> **Task to carry out**
Go through the material under this sentence. Return every line holding "positive".

═══

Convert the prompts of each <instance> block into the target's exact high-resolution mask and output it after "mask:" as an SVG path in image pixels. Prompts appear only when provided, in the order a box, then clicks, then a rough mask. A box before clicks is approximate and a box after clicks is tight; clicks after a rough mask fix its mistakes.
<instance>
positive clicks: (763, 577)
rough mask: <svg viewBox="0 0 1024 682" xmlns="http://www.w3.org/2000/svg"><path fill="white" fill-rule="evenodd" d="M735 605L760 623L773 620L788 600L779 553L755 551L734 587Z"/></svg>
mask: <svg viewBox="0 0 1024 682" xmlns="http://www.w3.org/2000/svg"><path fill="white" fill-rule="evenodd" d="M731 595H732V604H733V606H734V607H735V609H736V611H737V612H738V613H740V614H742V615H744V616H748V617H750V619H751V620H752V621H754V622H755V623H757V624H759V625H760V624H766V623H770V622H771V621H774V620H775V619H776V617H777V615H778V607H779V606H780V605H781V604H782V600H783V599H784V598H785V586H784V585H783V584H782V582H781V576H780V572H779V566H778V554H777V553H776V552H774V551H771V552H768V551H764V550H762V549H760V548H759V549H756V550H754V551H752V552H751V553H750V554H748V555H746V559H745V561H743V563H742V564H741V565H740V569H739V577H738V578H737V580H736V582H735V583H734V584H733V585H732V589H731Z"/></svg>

═══

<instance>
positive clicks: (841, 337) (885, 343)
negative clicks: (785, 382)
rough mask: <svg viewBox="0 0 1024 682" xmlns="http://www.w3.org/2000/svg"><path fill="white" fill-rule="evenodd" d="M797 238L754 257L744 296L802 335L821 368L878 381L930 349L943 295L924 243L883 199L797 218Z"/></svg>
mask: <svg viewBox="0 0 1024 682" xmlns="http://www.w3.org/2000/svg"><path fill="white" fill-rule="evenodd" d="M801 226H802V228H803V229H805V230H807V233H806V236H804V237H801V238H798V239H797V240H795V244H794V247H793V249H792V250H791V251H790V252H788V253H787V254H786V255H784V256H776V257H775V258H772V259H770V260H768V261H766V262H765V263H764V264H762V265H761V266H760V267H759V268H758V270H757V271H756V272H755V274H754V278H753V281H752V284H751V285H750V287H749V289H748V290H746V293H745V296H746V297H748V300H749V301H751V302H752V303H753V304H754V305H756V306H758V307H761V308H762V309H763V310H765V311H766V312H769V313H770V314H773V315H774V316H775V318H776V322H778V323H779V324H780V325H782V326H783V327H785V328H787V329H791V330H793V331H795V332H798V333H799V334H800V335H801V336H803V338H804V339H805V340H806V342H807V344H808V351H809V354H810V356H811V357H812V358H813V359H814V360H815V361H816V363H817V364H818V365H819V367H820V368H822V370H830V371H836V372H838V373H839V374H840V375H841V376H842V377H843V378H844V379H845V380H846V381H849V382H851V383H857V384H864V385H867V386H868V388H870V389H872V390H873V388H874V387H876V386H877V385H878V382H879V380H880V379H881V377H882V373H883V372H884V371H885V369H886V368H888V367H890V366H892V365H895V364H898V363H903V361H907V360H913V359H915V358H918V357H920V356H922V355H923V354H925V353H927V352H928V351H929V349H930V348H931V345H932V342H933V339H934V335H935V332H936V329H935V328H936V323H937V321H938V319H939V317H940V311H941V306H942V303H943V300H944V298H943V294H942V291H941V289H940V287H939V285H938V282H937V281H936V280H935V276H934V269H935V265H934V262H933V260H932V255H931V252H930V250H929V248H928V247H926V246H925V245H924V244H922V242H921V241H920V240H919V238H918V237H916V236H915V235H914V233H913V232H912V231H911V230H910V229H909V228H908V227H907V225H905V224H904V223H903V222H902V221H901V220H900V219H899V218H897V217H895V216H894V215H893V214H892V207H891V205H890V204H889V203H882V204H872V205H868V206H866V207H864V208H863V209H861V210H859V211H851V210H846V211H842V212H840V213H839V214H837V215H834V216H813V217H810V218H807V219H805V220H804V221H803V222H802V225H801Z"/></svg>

═══

> **Result**
positive clicks: (763, 577)
positive clicks: (841, 337) (885, 343)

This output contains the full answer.